# Written problem:
Rewrite every line of the rows below as a numbered list, leaving out blank lines.
--- START Data section ---
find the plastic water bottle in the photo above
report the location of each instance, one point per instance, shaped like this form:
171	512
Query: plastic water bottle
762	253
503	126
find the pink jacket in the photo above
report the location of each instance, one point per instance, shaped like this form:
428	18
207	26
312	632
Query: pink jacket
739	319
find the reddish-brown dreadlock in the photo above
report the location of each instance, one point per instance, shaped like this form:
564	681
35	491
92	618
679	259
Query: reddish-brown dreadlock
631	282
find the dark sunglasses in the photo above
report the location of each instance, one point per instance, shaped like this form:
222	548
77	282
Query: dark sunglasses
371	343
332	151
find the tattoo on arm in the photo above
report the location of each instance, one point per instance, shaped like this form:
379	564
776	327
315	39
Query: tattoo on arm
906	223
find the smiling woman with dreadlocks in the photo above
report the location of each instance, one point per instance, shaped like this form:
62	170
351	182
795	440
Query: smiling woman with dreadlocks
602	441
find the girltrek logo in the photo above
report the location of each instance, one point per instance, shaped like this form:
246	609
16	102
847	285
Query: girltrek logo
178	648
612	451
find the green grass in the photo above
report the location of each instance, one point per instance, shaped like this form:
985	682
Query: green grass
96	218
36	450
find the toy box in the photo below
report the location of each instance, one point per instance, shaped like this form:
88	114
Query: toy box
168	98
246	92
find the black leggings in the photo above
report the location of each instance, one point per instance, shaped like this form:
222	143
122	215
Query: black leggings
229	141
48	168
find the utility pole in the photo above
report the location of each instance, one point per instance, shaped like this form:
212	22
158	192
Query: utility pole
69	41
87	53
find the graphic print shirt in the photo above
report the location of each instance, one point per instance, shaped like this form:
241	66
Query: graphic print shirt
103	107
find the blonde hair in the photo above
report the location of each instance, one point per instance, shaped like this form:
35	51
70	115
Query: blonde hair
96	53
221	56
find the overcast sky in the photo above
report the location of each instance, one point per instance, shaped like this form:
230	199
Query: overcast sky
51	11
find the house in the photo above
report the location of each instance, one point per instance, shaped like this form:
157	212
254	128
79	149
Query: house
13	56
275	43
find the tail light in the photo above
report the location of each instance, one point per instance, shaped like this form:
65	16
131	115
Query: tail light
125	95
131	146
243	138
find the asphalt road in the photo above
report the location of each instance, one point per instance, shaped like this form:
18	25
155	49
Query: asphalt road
--- END Data section ---
# Exercise result:
1. find the plastic water bottle in the photo above
2. report the location of each instance, one point per instance, shaped like this form:
3. 171	512
4. Query: plastic water bottle
5. 762	253
6. 503	126
7. find the pink jacket in the photo above
8. report the location of each instance, one point per instance, shaped like this form:
9. 428	18
10. 207	26
11. 312	632
12. Query: pink jacket
13. 739	319
14. find the reddish-brown dreadlock in the photo above
15. report the location of each instance, one point per instance, shaped like this form:
16. 564	681
17. 35	491
18. 92	618
19. 679	259
20. Query: reddish-brown dreadlock
21. 631	282
22. find the dark sunglasses in the photo above
23. report the location of each instance, one point per instance, shaped like this form:
24. 222	548
25. 77	282
26. Query: dark sunglasses
27. 371	343
28. 332	151
29. find the tattoo on arm in the photo above
30. report the location of each instance, one point per instance, shaped like this form:
31. 379	564
32. 776	327
33. 315	39
34. Query: tattoo on arm
35. 906	223
36. find the smiling woman with dreadlocks in the photo above
37. report the location of each instance, one point per instance, shaped like this form:
38. 62	170
39. 351	182
40. 795	440
41. Query: smiling woman with dreadlocks
42. 602	441
43. find the girltrek logo in the photo above
44. report the location of each instance, one point per instance, shaped like this form:
45. 246	609
46. 16	102
47. 847	285
48. Query: girltrek logo
49. 178	648
50. 612	451
51. find the green grass in the photo above
52. report the location of each instance, one point per instance, shaped like this form:
53. 985	682
54. Query: green grass
55. 96	218
56. 36	450
57. find the toy box in the photo below
58. report the location of each instance, one point per instance, shaped like this form:
59. 88	114
60. Query: toy box
61. 168	98
62. 246	92
63. find the black leggings in the photo above
64. report the location of each instance, one point per instance, shaped like this form:
65. 222	143
66. 122	215
67. Query: black leggings
68. 229	141
69. 48	168
70. find the utility pole in the photo above
71. report the location of each instance, one point per instance, shaped like this form:
72. 212	22
73. 158	192
74. Query: utility pole
75. 69	41
76. 87	53
77. find the graphic print shirt in the photo above
78. report the location of each instance, one point per instance, shaped like this form:
79. 241	66
80. Query: graphic print shirt
81. 103	107
82. find the blonde hair in the photo above
83. report the location of each instance, one point per instance, shaped like this form:
84. 35	51
85. 70	115
86. Query: blonde hair
87. 96	53
88. 221	56
89. find the overcast sky in the photo above
90. report the location of each instance, one point per instance, shaped like this form:
91. 230	199
92. Query: overcast sky
93. 51	11
94. find the house in the photo above
95. report the location of each instance, one point per instance, shaped like this form:
96. 157	212
97. 254	128
98. 79	149
99. Query: house
100. 13	56
101. 275	43
102. find the tail light in the photo above
103. report the location of each instance, one point per instance, shaped like this form:
104. 65	16
105. 131	115
106. Query: tail light
107. 125	95
108. 131	146
109. 243	138
110. find the asphalt road in the photo above
111. report the location of each instance, one point per instance, shaped like this form:
112. 18	25
113. 155	49
114. Query: asphalt road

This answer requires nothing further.